Alıntı metin ▸
----------
Sevgili okurlarım, tarih bize Nizârî-İsmaili Devleti'nin ve Haşhaşî fedai tarikatının kurucusu ve ilk lideri olan Hasan Sabbah’ı; müritlerinin eğitim almasını yasaklayarak cahil kalmalarını, çünkü Allah'ı tanımak akıl ve fikirle değil, masum İmam'ın yol göstermesiyle mümkün olacağını, müritlerine cenneti vadedip ve cennetteki mutluluğu dünyada hissetmeleri için onlara esrar, afyon veya haşhaş içirdiğini ve bu şekilde de emirleri koşulsuz yerine getiren fedai hâline getirdiğini öğretmişti.
----------
Görev listesi ▸
[1] Hasan Sabbah hakkındaki metne göre Hasan Sabbah hangi devletin kurucusu ve ilk lideridir?
[2] Hasan Sabbah hakkındaki metinde onun müritlerine içirdiği söylenen maddelerin hepsini sıralayın.
[3] Hasan Sabbah hakkındaki metni son cümlesinden sonra gelecek biçimde sürdürün.

Verilen girdiler ▸
----------
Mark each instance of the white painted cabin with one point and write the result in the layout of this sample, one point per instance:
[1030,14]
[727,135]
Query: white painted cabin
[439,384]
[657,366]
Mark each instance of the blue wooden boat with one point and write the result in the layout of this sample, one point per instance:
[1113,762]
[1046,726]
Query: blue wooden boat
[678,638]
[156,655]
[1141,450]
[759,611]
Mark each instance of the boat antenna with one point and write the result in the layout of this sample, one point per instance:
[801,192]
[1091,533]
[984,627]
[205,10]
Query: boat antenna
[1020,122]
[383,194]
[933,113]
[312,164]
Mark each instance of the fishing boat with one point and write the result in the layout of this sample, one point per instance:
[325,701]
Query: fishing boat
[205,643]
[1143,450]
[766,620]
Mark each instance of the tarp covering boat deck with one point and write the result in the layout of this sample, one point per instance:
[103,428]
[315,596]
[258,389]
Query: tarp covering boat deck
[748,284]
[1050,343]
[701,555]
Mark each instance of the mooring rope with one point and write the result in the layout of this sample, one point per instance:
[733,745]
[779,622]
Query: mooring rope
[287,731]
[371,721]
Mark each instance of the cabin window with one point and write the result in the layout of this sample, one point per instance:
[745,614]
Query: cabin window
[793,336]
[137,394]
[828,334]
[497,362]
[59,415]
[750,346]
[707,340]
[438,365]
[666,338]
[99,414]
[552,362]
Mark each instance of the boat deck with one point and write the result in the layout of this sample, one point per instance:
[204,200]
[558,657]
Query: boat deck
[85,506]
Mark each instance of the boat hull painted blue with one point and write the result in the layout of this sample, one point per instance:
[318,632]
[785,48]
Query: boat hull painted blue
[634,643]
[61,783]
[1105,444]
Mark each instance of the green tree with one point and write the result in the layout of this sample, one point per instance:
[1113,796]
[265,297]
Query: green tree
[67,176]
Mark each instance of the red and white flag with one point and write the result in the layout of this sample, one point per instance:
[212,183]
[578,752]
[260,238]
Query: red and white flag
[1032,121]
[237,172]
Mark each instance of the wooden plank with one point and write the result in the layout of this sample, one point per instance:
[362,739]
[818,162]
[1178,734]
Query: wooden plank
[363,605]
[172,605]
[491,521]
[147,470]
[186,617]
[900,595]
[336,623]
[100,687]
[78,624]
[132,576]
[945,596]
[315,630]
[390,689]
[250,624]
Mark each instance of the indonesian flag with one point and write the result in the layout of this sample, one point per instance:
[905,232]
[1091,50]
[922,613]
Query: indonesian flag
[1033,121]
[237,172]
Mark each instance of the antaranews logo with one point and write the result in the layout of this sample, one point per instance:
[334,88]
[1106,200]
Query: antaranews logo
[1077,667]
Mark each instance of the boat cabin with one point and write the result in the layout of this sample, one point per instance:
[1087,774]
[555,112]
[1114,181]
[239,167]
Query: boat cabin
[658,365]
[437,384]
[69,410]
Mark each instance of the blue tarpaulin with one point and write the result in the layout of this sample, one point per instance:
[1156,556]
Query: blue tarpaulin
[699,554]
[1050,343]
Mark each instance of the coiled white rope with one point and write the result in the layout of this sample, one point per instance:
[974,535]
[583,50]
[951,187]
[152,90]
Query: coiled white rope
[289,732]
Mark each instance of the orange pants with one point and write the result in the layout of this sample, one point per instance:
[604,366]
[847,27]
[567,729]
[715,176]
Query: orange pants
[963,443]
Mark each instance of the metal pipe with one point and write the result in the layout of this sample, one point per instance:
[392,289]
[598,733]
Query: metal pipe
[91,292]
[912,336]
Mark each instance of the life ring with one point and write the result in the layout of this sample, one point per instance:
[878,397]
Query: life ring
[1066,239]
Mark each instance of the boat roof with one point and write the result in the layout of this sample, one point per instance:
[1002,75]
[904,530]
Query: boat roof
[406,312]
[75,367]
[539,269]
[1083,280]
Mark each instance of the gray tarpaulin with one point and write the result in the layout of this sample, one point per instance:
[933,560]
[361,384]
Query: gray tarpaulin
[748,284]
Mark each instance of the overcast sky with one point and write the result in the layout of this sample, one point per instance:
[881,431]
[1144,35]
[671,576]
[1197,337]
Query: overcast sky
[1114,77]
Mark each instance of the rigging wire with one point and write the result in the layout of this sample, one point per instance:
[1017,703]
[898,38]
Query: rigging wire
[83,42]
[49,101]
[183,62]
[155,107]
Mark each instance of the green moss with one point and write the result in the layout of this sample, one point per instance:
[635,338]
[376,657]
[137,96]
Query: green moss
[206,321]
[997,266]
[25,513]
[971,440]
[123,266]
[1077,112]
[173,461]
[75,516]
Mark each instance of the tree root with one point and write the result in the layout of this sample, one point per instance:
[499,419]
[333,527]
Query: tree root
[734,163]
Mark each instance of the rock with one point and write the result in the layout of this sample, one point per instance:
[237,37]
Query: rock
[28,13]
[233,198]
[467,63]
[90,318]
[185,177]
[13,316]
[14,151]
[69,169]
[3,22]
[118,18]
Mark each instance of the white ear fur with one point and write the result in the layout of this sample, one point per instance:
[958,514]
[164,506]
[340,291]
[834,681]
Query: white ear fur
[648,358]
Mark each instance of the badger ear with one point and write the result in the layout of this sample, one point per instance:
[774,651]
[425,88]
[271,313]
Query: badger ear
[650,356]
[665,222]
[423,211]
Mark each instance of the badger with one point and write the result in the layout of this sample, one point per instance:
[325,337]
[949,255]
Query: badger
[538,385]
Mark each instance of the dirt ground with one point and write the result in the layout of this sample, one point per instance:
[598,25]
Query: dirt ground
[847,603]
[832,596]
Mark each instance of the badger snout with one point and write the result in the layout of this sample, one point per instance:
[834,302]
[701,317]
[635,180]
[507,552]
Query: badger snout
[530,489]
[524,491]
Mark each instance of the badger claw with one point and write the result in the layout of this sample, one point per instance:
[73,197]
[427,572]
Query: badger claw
----------
Sıralı yanıtlar ▸
[1] Nizârî-İsmaili Devleti'nin kurucusu ve ilk lideridir.

[2] Esrar, afyon, haşhaş

[3]
Doğru mudur? Evet doğrudur. Çünkü onca tarih bilimci, vakanüvisler, araştırmacılar, çeşitli kaynaklar, tezler, makaleler yanlış bilgi vereceğini düşünüyorum.
Memet Duran Özkan’ın “Hasan Sabbah’ın Fedaisi Tahir” adlı o muazzam eserini okuduktan sonra kendi kendime dedim ki, “evet sen, insanın mensup olduğu mezhep ya da mezhepleri oluşturan alt kolları ya da daha geniş düşünürsek insanların dini inançları her ne olursa olsun ayırt etmiyorsun. Fakat tarihe baktığında geçmişten günümüze kadar dinle, ne çok insanı birbirinden ayırt etmişler. Belki Hasan Sabbah’a inancı konusunda özgürlük tanınmış olsaydı senelerini Alamut kalesinde geçirip fedai yetiştirmezdi.” Benim düşüncem kimine göre doğru, kimine göre yanlıştır, saygı duyarım.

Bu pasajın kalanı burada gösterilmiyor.